**EXERCISE MATERIAL**:
--------------------------------
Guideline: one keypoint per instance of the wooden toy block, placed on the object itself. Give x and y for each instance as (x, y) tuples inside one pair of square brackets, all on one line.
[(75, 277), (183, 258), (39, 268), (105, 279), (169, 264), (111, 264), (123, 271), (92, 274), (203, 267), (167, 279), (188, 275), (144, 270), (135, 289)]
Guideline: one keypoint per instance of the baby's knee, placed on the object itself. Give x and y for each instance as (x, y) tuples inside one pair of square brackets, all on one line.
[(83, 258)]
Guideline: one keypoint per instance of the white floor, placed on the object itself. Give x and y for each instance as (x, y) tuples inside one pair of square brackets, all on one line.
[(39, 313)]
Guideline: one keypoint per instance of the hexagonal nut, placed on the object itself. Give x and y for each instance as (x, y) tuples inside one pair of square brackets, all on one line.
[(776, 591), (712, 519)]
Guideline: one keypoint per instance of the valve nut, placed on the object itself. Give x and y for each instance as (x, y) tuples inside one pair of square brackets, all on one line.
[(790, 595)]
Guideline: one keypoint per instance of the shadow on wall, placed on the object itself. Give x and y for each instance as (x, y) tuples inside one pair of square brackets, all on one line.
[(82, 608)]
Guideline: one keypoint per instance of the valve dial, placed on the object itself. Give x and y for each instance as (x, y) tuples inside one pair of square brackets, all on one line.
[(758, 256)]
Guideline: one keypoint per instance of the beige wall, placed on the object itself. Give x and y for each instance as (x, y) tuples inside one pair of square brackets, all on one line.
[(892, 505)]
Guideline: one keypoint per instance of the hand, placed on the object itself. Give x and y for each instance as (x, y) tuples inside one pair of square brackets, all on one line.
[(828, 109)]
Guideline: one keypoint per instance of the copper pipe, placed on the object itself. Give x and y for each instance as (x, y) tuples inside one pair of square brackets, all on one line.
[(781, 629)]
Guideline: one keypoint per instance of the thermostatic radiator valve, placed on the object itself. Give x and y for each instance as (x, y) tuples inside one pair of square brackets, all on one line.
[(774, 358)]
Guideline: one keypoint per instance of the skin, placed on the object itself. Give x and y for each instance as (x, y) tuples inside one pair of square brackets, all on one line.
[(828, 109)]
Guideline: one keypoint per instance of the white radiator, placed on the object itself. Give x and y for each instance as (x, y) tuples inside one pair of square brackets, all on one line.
--------------------------------
**YOUR TASK**: Output all of the material exactly.

**SOLUTION FOR THIS TASK**:
Guideline: one keypoint per instance of the wooden toy block, placed on the object itself. Give x and y for each instance as (x, y) tuples inside one pair of square brackets, all on one line.
[(75, 277), (183, 258), (39, 268), (105, 279), (169, 264), (111, 264), (123, 271), (92, 274), (203, 267), (167, 279), (188, 275), (144, 270), (135, 289)]
Guideline: one keypoint per instance of the baby's knee, placed on the object itself. Give x and y for each instance as (x, y) tuples inside one pair of square brackets, all on one line.
[(83, 258)]
Guideline: one keypoint per instance of the white floor, placed on the object itself. Give x and y for each instance as (x, y) tuples inside one pair of square brackets, all on one line.
[(39, 313)]
Guideline: one keypoint per instance of the hexagonal nut, placed on the object itself. Give x and y for each instance as (x, y) tuples inside one pair of square brackets, all on one line.
[(776, 591), (712, 519)]
Guideline: one keypoint per instance of the valve nut, placed on the object itself. Give x and y for each instance as (x, y) tuples inside one pair of square brackets, all on one line.
[(790, 595)]
Guideline: one keypoint per instance of the shadow on wall, placed on the object itself. Give x and y for each instance as (x, y) tuples inside one pair of square brackets, all on one line.
[(82, 608)]
Guideline: one keypoint per instance of the valve dial, placed on the object itself. Give x and y for each instance as (x, y) tuples inside one pair of square brackets, all on one line.
[(758, 256)]
Guideline: one keypoint per instance of the beige wall, placed on the object itself. Give x and y for each instance as (x, y) tuples inside one pair of square brackets, all on one line.
[(892, 505)]
Guideline: one keypoint per instance of the hand, placed on the object itself. Give x and y for each instance as (x, y) tuples inside one pair of square brackets, all on one line.
[(828, 109)]
Guideline: one keypoint per instance of the copper pipe, placed on the object itself. Give x and y for each instance as (x, y) tuples inside one pair of square brackets, all on one line.
[(781, 629)]
Guideline: one keypoint per instance of the thermostatic radiator valve, placed on the object itself. Give x and y for each instance as (x, y) tuples inside one pair of square brackets, all on one line.
[(774, 358)]
Guideline: one keypoint per instance of the skin, placed on the object itself. Give x and y for each instance as (x, y) tuples inside one pair of square brackets, all on one line.
[(828, 109)]
Guideline: one keypoint per instance of the white radiator, placed on the object itself. Give x and y for each instance as (x, y) tuples inside one pair of square brackets, all on one line.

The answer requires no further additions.